[Quoted passage]
--

More specifically, this document guides you through a time series inventory prediction— the art of anticipating future consumer demand. Ultimately, it demonstrates how data empowers the decision-making process through forecasting and strategic insights. And remember,

https://tribalsimplicity.com/2014/07/28/george-box-models-wrong-useful/



Summary

Objective

evaluate and deploy a predictive model to forecast the inventory volume.

Limitations

the data set only spans 54 weeks, which is less than ideal for time series predictions that typically benefit from multi-year trends. Additionally, my understanding of the data is limited. For this project, I made certain assumptions about the time frame and inventory type. In practical scenarios, collaboration with domain experts are essential components of any predictive analytics project.


Final Results

The Poisson regression model demonstrated reasonable predictive performance, using four predictors chosen through stepwise selection.

this report contains:

  • Data Processing
    • feature engineering
    • data splitting into training and testing sets  
  • Model Development
    • step-wise model selection methodology  
  • Model Evaluation
    • exploratory and descriptive analytics
    • interpretation and evaluation of model outcomes

Initial Insights:

The inventory data is comprised of 488 distinct items, sold over a span of 54 weeks (from week 0 to 53), with an impressive sum of approximately 1.3 million units transacted.

Below, I’ve created several visualizations to discern patterns, identify anomalies, and appreciate the overall behavior of the inventory data over time while establishing a baseline familiarity for the predictive analysis.

Code
# import data
sai <-  read.csv("inventory.csv")
# import my custom theme :-)
source("artNov_theme.R")

hist <- sai %>% 
  group_by(item_no) %>%
  summarise(total_sold = sum(sold)) %>% 
 
ggplot(aes(x = total_sold)) +
  geom_histogram(binwidth = 2100, color = "black", fill = "#7D998F", 
                 alpha = .6) +
        scale_x_continuous(labels = scales::comma_format()) +
  
  labs(x = "Number of Items Sold", y = "Frequency", 
       title = "Number of Items Sold by Item Type", 
       caption =  " figure 1.1")+
    theme_art_nouveau()

--

Polygon annotations for photos

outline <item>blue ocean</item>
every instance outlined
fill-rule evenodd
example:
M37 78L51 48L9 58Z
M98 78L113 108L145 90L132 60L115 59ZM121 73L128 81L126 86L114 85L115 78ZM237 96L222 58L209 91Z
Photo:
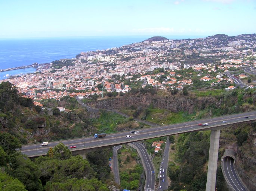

--

[Exercise details] Rewrite everything from "More specifically, this" down to "the inventory volume." in the inventory forecasting report, swapping "consumer demand" for "customer demand".

[Response to this task]
More specifically, this document guides you through a time series inventory prediction— the art of anticipating future customer demand. Ultimately, it demonstrates how data empowers the decision-making process through forecasting and strategic insights. And remember,

https://tribalsimplicity.com/2014/07/28/george-box-models-wrong-useful/



Summary

Objective

evaluate and deploy a predictive model to forecast the inventory volume.